EXERCISE OBJECTIVE: Lines of the data that contain the word "bridge" are the ones to copy.

SUPPLIED MATERIAL:
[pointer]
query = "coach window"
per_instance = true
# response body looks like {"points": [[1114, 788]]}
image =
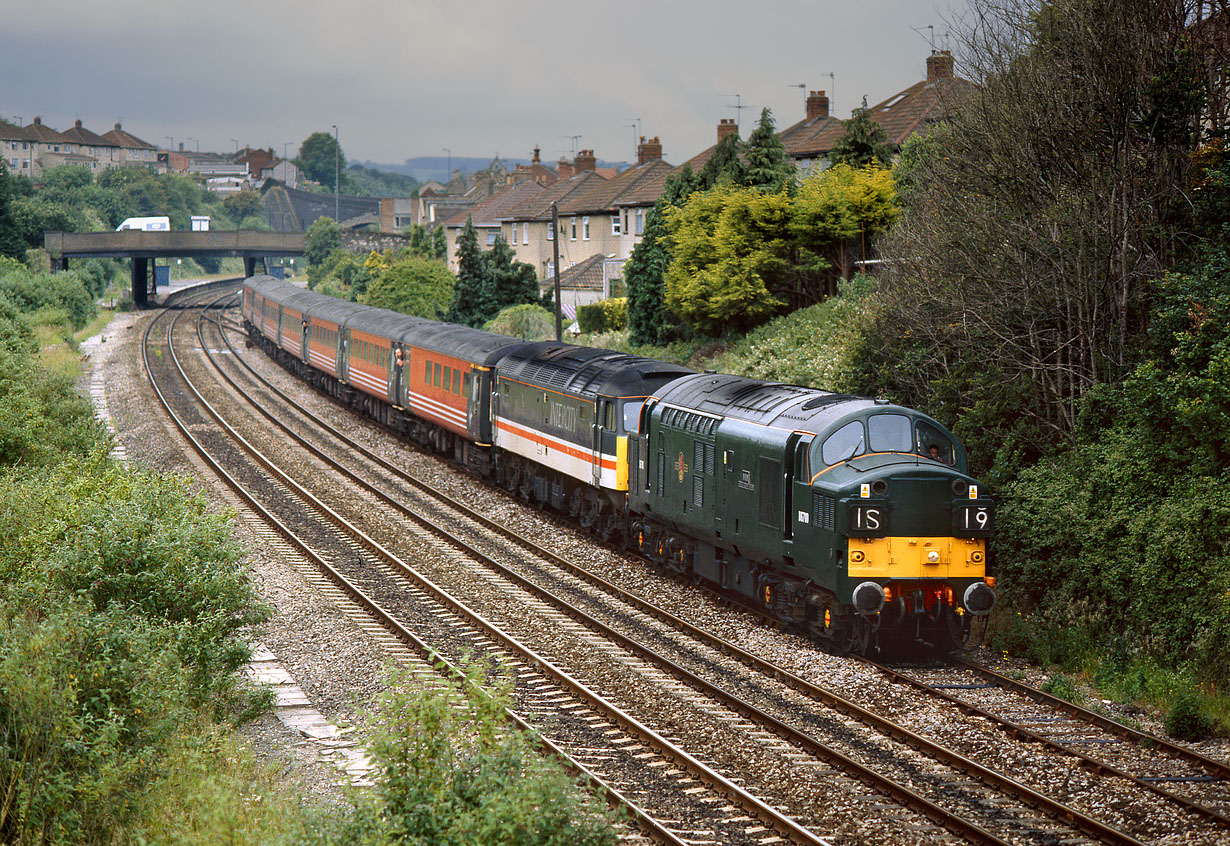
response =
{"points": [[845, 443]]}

--

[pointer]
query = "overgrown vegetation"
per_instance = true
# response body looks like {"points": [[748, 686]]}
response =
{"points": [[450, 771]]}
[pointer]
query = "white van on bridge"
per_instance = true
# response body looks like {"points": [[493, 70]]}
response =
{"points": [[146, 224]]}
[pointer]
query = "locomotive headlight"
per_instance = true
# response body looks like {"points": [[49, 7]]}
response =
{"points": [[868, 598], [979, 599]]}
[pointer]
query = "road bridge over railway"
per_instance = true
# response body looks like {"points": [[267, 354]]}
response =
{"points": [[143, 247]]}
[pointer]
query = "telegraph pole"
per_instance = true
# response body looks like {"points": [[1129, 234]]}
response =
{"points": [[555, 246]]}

==

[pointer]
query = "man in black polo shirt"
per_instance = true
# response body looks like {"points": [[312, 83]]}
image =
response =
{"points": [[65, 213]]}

RESULT:
query = "white van on bridge"
query = "road bridge over railway"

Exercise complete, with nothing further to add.